_Exercise objective_: Count the lines in the listing below that contain the string "water" and give only the number.

Items from a data source:
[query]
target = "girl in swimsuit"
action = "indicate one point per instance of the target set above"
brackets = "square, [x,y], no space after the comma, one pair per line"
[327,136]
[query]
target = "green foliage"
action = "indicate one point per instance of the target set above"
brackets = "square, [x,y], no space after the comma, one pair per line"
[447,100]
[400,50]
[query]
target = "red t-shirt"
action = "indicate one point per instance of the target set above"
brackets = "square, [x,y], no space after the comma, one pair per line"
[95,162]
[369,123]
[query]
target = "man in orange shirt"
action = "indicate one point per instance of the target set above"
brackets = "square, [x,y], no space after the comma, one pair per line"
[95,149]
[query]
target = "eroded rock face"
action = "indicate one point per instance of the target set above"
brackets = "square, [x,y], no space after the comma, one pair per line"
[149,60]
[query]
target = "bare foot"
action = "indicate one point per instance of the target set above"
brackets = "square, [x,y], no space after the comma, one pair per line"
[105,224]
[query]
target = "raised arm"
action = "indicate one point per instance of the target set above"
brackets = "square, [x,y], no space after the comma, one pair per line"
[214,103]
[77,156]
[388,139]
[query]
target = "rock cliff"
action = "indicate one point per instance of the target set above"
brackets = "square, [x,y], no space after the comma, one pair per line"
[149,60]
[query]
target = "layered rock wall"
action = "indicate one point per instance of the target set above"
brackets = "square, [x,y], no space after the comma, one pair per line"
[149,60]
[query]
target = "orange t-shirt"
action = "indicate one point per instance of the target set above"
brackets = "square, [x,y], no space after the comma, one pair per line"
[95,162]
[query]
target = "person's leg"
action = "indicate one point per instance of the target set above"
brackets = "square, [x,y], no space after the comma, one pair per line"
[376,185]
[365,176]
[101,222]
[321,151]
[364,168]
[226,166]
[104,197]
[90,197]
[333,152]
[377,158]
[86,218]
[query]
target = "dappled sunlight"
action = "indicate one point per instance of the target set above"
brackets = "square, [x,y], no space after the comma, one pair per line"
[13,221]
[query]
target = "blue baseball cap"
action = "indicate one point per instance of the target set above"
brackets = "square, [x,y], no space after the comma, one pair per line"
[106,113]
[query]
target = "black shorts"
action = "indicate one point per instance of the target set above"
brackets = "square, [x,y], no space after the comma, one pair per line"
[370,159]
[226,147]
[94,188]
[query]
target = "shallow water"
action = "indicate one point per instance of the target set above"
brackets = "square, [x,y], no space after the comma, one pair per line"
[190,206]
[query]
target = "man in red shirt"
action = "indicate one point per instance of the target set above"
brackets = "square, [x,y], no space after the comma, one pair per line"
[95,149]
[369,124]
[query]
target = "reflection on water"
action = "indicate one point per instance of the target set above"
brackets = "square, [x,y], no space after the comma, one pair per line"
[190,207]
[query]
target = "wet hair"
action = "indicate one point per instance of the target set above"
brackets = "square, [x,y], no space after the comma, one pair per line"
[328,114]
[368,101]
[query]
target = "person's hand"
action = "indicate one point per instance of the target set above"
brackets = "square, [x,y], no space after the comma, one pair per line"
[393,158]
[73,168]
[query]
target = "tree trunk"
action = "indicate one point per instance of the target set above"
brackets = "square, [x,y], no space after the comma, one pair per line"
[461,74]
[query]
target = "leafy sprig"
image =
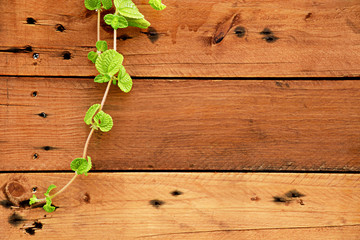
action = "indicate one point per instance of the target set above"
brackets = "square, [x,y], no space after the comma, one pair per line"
[108,63]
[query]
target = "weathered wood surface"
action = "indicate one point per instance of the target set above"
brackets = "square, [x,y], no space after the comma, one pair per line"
[183,124]
[189,38]
[206,206]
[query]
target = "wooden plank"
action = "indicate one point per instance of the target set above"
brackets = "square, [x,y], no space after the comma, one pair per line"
[183,124]
[189,38]
[206,206]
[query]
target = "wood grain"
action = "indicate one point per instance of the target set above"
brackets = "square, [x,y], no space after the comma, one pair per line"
[183,125]
[208,206]
[190,38]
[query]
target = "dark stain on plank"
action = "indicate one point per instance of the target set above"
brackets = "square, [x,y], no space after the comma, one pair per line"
[223,28]
[156,203]
[152,34]
[25,49]
[15,219]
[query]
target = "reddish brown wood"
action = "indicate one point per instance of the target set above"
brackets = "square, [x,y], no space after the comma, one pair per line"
[183,124]
[189,38]
[210,206]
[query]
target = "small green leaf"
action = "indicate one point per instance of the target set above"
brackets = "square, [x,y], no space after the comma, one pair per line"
[115,21]
[108,18]
[101,46]
[90,113]
[157,5]
[102,78]
[33,200]
[89,166]
[125,82]
[103,121]
[107,4]
[47,207]
[51,187]
[92,4]
[92,56]
[140,23]
[118,22]
[109,62]
[81,166]
[128,9]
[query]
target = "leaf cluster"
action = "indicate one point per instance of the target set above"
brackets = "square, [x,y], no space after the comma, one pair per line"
[47,207]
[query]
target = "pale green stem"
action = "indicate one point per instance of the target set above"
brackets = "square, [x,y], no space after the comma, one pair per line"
[92,130]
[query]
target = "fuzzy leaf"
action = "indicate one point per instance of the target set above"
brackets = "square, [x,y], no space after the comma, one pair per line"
[33,200]
[101,46]
[90,113]
[140,23]
[125,82]
[107,4]
[102,78]
[103,121]
[92,56]
[81,165]
[109,62]
[47,207]
[118,22]
[108,18]
[157,5]
[51,187]
[92,4]
[128,9]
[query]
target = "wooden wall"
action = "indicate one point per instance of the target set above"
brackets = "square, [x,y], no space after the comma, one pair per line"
[243,122]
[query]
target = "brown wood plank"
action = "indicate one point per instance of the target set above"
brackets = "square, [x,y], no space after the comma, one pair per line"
[313,39]
[183,124]
[207,206]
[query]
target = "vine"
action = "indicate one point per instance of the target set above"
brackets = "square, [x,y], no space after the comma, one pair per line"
[108,62]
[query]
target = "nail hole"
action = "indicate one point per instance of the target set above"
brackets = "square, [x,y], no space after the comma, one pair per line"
[270,38]
[60,28]
[47,148]
[240,31]
[266,31]
[156,203]
[30,21]
[176,193]
[28,48]
[124,37]
[66,55]
[42,115]
[36,56]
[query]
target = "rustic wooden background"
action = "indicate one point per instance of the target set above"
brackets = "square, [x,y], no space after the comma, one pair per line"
[243,122]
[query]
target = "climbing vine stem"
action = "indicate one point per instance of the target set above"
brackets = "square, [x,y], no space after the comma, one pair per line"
[108,62]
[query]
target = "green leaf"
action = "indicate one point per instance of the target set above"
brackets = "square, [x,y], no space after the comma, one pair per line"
[128,9]
[89,166]
[102,78]
[81,166]
[101,46]
[103,121]
[157,5]
[118,22]
[115,21]
[92,4]
[125,82]
[47,207]
[140,23]
[90,113]
[33,200]
[51,187]
[92,56]
[109,62]
[107,4]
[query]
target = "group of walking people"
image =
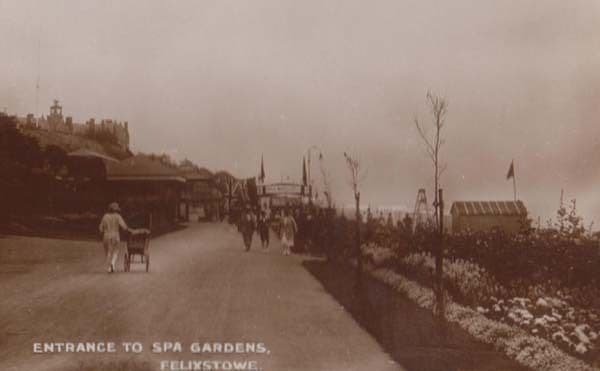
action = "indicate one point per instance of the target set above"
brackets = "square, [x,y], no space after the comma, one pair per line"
[251,221]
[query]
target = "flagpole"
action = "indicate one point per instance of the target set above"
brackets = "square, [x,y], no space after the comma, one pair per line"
[514,181]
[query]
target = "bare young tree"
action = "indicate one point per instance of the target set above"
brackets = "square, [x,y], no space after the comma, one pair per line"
[357,176]
[438,107]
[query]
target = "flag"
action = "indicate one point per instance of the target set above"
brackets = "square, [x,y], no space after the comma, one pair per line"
[304,177]
[262,170]
[511,171]
[252,191]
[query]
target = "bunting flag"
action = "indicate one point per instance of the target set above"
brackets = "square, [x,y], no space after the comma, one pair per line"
[304,177]
[511,171]
[262,170]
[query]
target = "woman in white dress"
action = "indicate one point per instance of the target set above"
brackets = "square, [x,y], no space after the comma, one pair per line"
[288,232]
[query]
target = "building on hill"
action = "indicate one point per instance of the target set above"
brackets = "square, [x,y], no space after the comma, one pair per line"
[483,216]
[107,130]
[148,190]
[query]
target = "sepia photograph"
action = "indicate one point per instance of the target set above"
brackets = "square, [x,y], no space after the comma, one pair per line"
[284,185]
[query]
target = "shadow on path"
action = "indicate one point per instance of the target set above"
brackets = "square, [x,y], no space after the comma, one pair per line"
[407,332]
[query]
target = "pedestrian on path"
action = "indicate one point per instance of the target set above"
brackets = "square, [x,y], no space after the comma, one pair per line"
[263,229]
[247,226]
[289,228]
[109,227]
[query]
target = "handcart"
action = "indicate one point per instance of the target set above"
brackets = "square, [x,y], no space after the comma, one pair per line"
[138,242]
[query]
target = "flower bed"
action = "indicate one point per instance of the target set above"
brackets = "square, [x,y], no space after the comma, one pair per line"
[552,318]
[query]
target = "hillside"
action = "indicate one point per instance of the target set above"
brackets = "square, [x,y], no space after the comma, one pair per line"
[73,142]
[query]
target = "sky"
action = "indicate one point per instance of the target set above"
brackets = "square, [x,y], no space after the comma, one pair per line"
[224,82]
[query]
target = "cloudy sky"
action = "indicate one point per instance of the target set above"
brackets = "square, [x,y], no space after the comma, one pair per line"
[223,81]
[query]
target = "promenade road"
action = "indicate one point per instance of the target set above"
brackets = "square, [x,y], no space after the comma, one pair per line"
[202,287]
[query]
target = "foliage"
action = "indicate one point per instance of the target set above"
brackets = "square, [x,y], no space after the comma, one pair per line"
[101,136]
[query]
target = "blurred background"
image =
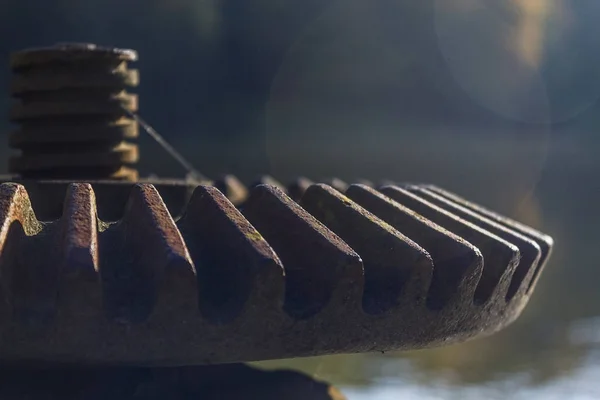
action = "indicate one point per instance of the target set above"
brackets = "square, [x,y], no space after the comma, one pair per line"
[495,100]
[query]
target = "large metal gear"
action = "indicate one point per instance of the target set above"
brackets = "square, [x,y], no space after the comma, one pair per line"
[189,272]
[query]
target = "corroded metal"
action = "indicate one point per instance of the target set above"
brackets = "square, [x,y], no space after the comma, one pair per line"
[72,107]
[400,267]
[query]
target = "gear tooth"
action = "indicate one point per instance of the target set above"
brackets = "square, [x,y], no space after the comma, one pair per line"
[138,253]
[529,249]
[320,268]
[268,180]
[456,262]
[545,242]
[237,269]
[500,257]
[79,284]
[390,259]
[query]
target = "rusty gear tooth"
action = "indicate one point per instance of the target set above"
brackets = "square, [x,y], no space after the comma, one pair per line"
[390,259]
[500,257]
[160,254]
[232,188]
[79,286]
[268,180]
[457,264]
[529,249]
[237,269]
[544,241]
[297,188]
[320,268]
[27,285]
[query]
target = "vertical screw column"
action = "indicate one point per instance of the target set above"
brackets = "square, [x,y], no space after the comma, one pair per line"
[72,107]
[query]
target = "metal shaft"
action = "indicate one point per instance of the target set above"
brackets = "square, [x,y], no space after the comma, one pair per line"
[72,108]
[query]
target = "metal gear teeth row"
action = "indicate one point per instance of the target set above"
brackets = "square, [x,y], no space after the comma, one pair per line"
[72,102]
[401,267]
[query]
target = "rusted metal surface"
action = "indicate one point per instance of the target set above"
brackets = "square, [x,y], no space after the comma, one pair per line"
[71,105]
[400,267]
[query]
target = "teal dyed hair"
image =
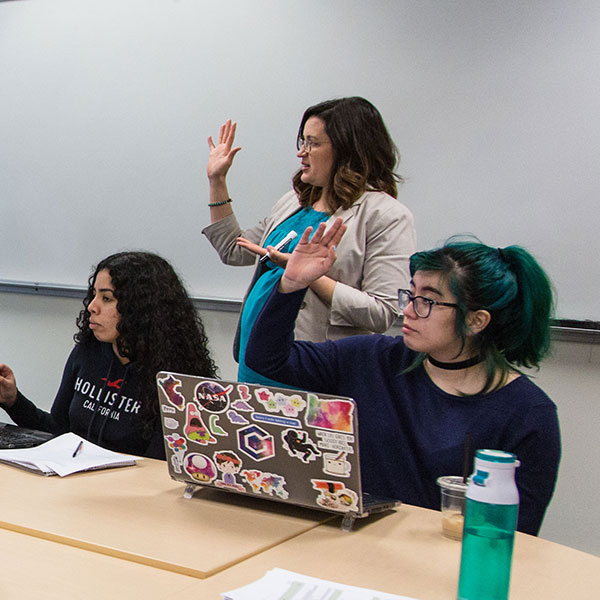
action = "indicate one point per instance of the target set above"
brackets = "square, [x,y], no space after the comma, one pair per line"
[508,283]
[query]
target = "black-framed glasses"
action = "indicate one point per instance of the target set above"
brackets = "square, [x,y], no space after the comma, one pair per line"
[421,304]
[308,145]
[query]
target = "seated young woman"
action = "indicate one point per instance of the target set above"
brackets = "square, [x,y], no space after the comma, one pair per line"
[136,320]
[472,316]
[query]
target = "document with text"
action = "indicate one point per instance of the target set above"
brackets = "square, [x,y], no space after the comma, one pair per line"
[280,584]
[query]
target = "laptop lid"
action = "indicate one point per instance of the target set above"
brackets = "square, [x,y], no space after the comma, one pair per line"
[14,437]
[280,444]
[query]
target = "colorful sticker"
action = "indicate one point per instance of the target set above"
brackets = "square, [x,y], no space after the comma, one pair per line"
[256,442]
[279,402]
[212,396]
[178,445]
[200,467]
[169,386]
[336,464]
[229,463]
[171,423]
[236,419]
[337,442]
[195,429]
[215,428]
[268,483]
[241,405]
[335,414]
[277,420]
[299,445]
[244,392]
[334,495]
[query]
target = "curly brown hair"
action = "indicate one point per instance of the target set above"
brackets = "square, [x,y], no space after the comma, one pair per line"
[159,328]
[365,155]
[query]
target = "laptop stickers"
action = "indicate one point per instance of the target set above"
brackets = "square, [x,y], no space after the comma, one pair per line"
[275,443]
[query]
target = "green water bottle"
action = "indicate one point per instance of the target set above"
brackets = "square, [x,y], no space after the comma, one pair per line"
[492,506]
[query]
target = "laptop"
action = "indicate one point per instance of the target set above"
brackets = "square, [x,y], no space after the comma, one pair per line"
[279,444]
[14,437]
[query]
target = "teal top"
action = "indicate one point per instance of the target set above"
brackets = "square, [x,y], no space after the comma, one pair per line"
[264,285]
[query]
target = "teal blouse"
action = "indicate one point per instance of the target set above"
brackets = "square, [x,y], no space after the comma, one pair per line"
[264,285]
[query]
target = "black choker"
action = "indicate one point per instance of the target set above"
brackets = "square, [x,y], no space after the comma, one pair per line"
[463,364]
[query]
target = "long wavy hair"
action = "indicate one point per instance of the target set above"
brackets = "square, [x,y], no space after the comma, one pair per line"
[159,328]
[511,285]
[365,156]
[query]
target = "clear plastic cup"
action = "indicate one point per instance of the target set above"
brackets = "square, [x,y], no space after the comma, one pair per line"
[453,490]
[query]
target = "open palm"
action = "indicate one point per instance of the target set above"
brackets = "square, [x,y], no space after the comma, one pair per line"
[312,257]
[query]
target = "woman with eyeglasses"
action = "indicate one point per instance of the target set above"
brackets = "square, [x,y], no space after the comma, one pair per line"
[347,162]
[473,316]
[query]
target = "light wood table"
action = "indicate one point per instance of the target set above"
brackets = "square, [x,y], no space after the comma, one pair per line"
[405,553]
[139,514]
[36,569]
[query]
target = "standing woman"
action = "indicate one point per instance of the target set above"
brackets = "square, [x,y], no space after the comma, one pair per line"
[136,320]
[472,316]
[347,162]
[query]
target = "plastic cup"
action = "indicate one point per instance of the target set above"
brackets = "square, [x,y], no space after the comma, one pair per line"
[453,490]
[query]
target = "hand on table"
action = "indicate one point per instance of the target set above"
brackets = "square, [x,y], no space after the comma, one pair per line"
[8,386]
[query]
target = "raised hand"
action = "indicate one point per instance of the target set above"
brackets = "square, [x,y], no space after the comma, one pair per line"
[220,157]
[312,258]
[8,386]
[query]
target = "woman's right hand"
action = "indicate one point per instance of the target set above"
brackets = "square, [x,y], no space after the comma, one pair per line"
[8,386]
[221,156]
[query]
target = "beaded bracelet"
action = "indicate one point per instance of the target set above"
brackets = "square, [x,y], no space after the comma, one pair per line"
[220,203]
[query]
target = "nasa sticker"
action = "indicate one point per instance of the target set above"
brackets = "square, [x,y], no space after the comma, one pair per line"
[212,396]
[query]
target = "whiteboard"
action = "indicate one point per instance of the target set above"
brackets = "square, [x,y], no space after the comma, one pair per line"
[106,106]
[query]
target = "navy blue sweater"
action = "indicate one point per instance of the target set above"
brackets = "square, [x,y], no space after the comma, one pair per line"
[98,399]
[412,432]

_Task result_: 3